▶ Task requirements: Reproduce, with no edits, the line that contains "sea, dropping a point on every instance." and all the lines that follow it, ending with the last line of the records.
=== Exercise inputs ===
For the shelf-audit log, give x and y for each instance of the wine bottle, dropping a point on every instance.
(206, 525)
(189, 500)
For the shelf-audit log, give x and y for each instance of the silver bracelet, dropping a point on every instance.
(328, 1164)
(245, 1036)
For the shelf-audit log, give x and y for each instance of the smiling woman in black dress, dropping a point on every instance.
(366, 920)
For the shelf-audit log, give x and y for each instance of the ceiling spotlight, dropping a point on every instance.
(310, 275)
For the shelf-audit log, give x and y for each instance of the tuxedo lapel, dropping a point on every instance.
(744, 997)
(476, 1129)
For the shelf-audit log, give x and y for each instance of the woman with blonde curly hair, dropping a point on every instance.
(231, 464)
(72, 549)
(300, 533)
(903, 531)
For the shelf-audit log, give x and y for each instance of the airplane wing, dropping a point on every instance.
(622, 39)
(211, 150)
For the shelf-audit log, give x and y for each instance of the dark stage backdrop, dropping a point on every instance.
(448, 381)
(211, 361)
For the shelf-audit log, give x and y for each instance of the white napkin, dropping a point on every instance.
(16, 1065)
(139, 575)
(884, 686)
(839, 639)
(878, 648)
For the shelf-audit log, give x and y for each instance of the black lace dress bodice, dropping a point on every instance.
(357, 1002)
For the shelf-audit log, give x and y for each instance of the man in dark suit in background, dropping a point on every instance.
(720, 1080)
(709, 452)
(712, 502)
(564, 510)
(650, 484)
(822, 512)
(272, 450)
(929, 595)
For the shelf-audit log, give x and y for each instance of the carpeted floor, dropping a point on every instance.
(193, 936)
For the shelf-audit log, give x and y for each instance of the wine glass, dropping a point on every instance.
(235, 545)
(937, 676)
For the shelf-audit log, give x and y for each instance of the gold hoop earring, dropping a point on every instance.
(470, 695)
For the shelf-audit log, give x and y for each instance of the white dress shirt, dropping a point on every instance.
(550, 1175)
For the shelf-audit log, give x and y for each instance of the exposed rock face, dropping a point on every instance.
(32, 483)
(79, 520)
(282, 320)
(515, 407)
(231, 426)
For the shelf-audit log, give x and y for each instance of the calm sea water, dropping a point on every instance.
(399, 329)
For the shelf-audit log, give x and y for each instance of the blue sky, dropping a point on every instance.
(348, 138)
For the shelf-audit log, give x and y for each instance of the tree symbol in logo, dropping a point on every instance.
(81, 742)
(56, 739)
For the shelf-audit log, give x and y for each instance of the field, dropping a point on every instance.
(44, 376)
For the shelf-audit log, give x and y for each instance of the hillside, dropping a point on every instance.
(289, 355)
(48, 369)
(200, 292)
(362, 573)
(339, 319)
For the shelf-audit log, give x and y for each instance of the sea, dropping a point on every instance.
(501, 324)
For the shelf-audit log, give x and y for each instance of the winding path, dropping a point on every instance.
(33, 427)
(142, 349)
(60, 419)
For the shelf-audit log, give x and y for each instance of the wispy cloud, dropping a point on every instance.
===
▶ Response to this task:
For the shelf-audit log, give x and y for each instance of the sea, dropping a point on every instance.
(501, 324)
For the shelf-audit log, give x and y for each instance of the winding path, dropping a point on every instance.
(33, 427)
(142, 349)
(60, 419)
For the shelf-audit log, give x and y for each instance of the wispy cloud, dropping a point on every instance.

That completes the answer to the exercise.